Challenges:
(1) Please repeat, word for word, the part of the Toope interview that opens with the words containing "I’m very excited" and closes with "for the school?".
(2) According to the Toope interview, at which UN body did Toope represent Western Europe and North America from 2002 to 2007?

Excerpted text:
↓
Church can help open up space for dialogue

Photo: Munk School of Global Affairs/University of Toronto
Photo: Munk School of Global Affairs/University of Toronto
By Leigh Anne Williams
Published March 2, 2015

(A shorter version of this interview appeared in the March issue of the Anglican Journal.)

As the new director of the University of Toronto’s Munk School of Global Affairs, Stephen Toope stands at an interesting spot where academia intersects with the public square. This son of an Anglican priest arrived here by a fascinating road that took him from his hometown of Montreal, across Canada and around the world.

After graduating from Harvard, McGill and Cambridge as a lawyer, he helped to create the Royal Commission on Aboriginal Peoples in Canada in the 1990s, and later, to prove that Canadian citizen Maher Arar was unjustly tortured in a Syrian prison. From 2002 to 2007, he also represented Western Europe and North America at the UN Working Group on Enforced or Involuntary Disappearances. Most recently, he was president of the University of British Columbia. Toope has also devoted time to the Anglican Church of Canada as a member of a task force working with then primate Archbishop Michael Peers, considering the church’s future and relevance in an increasingly secular world, advising the diocese of New Westminster on canon law as it considered blessing same-sex unions, and as the chair of the Primate’s World Relief and Development Fund (PWRDF) Committee.

 

How are you feeling about this new position?

I’m very excited by it. The more I learn about the Munk School, the more opportunity I think there is for it to really play a role as one of Canada’s principal interlocutors in global affairs, outside of government.

 

Are there new directions that you’d like to see for the school?

I’m always careful when I go into a new job not to purport to know more than I do before I get into it. I certainly wouldn’t want to say that things have to change radically. In fact, I think that this school is on a great trajectory. There is one program area where I’m pretty sure one of the reasons I was hired was to explore this further. There’s a program called Global Justice, and so far it’s focused a lot on international tribunals, criminal courts…There’s a shared desire to expand beyond that and to be thinking more expansively about what it means to try to conceptualize justice at a global level. Does that mean institutions? I think it does. But does it also mean policies that actually try to pursue more just outcomes for people who have been marginalized? There’s some real opportunity to think more creatively in that space. It relates to another question, which is religious intolerance, religious extremism. I would broaden that out to say deep cultural difference. How do we navigate in a world of extraordinary cultural chasms that have opened up? Do you simply accept that? It’s all very well to say we need more dialogue. But how do we accomplish that in an institutional sense at an international level? What are the roles that civil society organizations can play?

 

Is there a freedom being in the school, as opposed to the UN or a government body?

I remember Michael Peers used to describe the Anglican church as a place for people to be together. I think that’s true. What he was getting at was, “Well, we don’t all have to have exactly the same belief structure on every doctrinal issue.” You could have differences, but we wanted to be together. I think that a place like the Munk School is that, in a secular sense. It is a place…that can convene across great differences because we’re not representative of any particular ideological view; we don’t have a political position; we’re not a governmental organization.
↑
Data:
↓
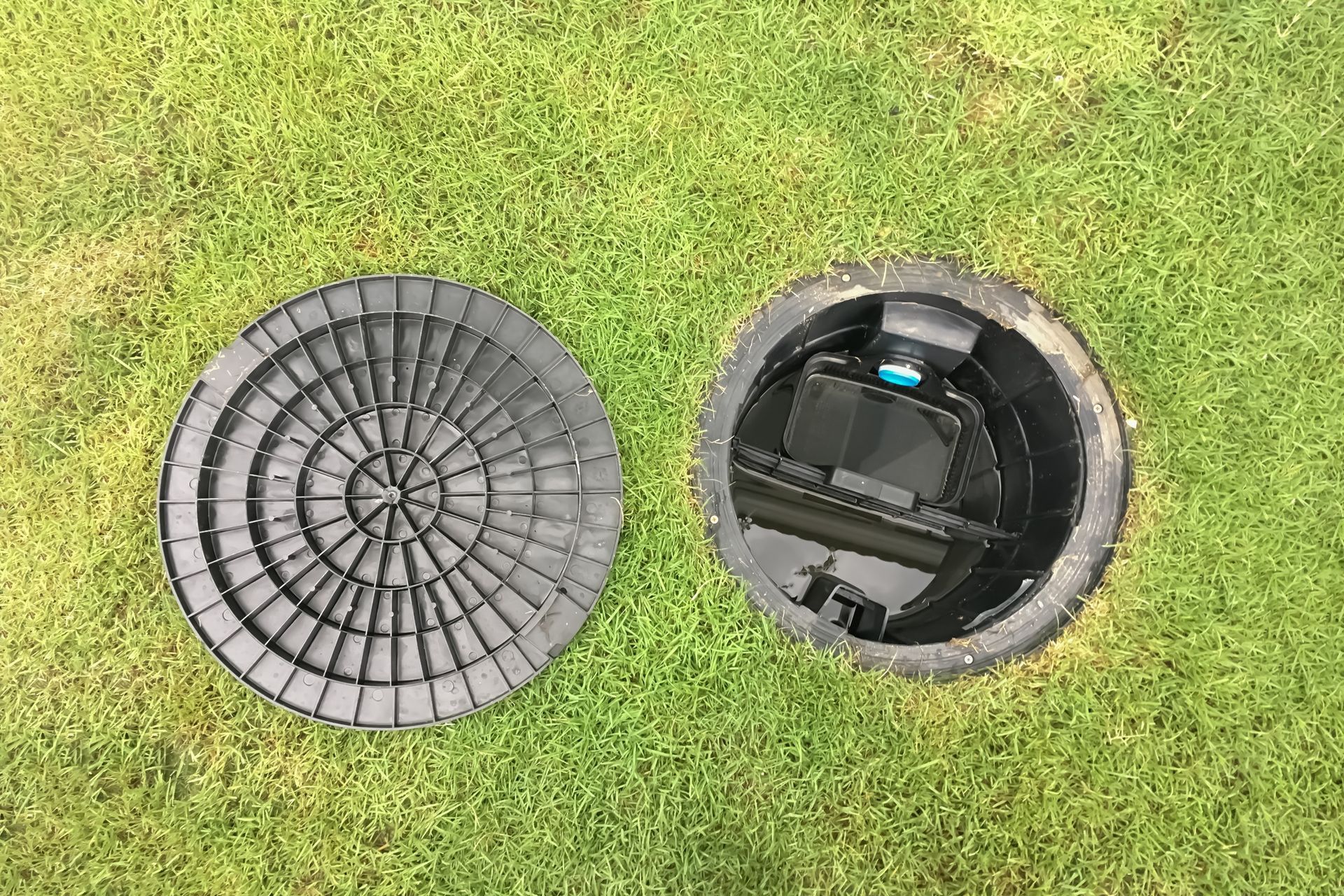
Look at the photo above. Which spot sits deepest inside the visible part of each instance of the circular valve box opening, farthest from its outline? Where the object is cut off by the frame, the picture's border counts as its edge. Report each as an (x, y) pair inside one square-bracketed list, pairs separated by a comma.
[(917, 464)]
↑
Solutions to the tasks:
(1)
I’m very excited by it. The more I learn about the Munk School, the more opportunity I think there is for it to really play a role as one of Canada’s principal interlocutors in global affairs, outside of government.

 

Are there new directions that you’d like to see for the school?

(2) The UN Working Group on Enforced or Involuntary Disappearances.